[begin Data in this exercise]

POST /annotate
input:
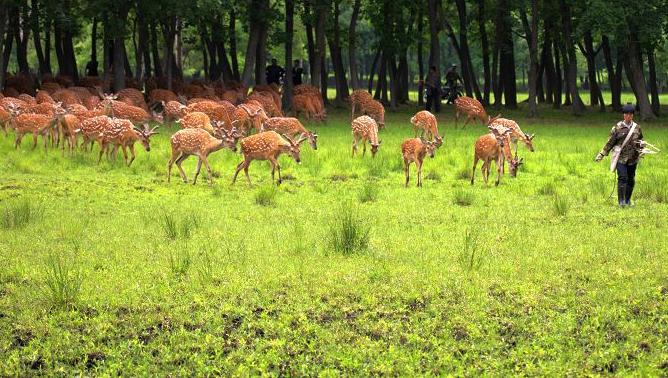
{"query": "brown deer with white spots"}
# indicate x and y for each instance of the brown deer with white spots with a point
(365, 127)
(414, 150)
(35, 124)
(196, 120)
(292, 127)
(267, 146)
(426, 121)
(516, 133)
(473, 110)
(198, 142)
(495, 146)
(121, 132)
(375, 110)
(356, 99)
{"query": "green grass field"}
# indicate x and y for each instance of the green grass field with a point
(340, 271)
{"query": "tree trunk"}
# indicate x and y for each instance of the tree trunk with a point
(157, 65)
(532, 36)
(653, 87)
(319, 53)
(638, 78)
(337, 60)
(37, 42)
(233, 44)
(485, 50)
(289, 31)
(434, 46)
(594, 90)
(372, 71)
(352, 52)
(577, 107)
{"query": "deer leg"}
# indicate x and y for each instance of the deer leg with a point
(199, 166)
(178, 165)
(239, 167)
(475, 163)
(132, 152)
(407, 166)
(208, 168)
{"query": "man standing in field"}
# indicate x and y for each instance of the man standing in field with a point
(623, 141)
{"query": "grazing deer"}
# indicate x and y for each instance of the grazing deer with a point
(375, 110)
(36, 124)
(414, 150)
(356, 99)
(267, 146)
(198, 142)
(70, 128)
(473, 109)
(427, 122)
(364, 127)
(516, 133)
(291, 127)
(495, 146)
(196, 120)
(123, 133)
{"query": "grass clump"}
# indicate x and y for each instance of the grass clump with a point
(173, 228)
(560, 205)
(63, 281)
(349, 234)
(266, 195)
(463, 197)
(17, 215)
(470, 256)
(369, 192)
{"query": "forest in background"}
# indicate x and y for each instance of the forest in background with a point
(557, 51)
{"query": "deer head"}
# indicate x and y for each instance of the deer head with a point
(293, 148)
(145, 135)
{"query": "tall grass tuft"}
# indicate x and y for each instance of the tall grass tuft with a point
(560, 205)
(17, 215)
(471, 256)
(174, 228)
(349, 234)
(463, 197)
(63, 281)
(266, 195)
(369, 192)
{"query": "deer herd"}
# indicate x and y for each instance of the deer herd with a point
(219, 117)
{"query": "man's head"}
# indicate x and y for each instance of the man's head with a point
(628, 110)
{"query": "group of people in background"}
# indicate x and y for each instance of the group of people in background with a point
(275, 73)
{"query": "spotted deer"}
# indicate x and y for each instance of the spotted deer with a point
(198, 142)
(292, 127)
(267, 146)
(495, 146)
(516, 133)
(426, 121)
(35, 124)
(356, 99)
(375, 110)
(196, 120)
(123, 133)
(473, 110)
(364, 127)
(414, 150)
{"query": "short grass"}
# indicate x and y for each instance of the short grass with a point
(340, 271)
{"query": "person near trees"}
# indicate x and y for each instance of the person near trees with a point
(297, 72)
(624, 141)
(433, 86)
(274, 73)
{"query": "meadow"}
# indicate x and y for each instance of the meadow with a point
(341, 270)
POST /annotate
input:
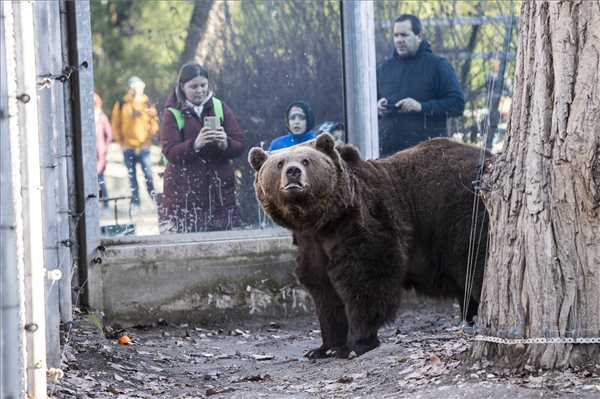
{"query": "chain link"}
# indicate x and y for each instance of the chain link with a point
(556, 340)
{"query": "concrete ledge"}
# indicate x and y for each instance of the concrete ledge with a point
(197, 276)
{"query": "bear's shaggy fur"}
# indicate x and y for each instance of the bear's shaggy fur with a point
(366, 230)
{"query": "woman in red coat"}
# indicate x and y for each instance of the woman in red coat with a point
(199, 183)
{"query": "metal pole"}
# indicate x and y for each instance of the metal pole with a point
(11, 364)
(33, 245)
(47, 33)
(81, 86)
(360, 76)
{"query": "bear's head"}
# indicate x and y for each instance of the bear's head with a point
(302, 187)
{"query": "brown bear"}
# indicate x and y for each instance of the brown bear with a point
(366, 230)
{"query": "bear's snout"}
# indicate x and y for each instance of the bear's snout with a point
(293, 177)
(293, 172)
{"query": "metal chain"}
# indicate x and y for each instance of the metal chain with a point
(556, 340)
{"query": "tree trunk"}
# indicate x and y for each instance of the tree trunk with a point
(196, 29)
(543, 271)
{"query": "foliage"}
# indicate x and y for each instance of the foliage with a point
(142, 38)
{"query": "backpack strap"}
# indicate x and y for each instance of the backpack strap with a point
(178, 117)
(218, 106)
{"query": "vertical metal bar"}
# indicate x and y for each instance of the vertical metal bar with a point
(81, 87)
(11, 363)
(360, 76)
(33, 247)
(47, 125)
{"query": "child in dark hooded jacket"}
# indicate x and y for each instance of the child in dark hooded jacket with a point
(299, 120)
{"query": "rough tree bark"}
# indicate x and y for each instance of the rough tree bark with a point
(543, 271)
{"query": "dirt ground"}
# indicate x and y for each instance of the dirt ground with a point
(422, 355)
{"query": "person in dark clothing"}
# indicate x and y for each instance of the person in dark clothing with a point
(299, 119)
(417, 91)
(199, 181)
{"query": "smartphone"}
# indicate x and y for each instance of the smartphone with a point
(212, 121)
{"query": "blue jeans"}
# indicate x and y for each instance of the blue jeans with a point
(141, 156)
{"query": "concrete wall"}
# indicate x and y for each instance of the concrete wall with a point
(193, 277)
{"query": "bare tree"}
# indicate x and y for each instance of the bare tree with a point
(543, 274)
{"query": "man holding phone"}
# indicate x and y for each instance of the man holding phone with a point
(417, 91)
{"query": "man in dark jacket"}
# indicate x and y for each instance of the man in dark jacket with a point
(417, 91)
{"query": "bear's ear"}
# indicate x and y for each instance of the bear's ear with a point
(325, 143)
(257, 157)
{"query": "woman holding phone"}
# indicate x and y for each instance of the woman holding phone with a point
(199, 135)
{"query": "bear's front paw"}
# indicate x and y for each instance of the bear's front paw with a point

[end Data in this exercise]

What the task asks: Extract each line of the material above that contains the word "smartphone".

Exercise result:
{"query": "smartphone"}
# indicate x and y for each instance of the smartphone with a point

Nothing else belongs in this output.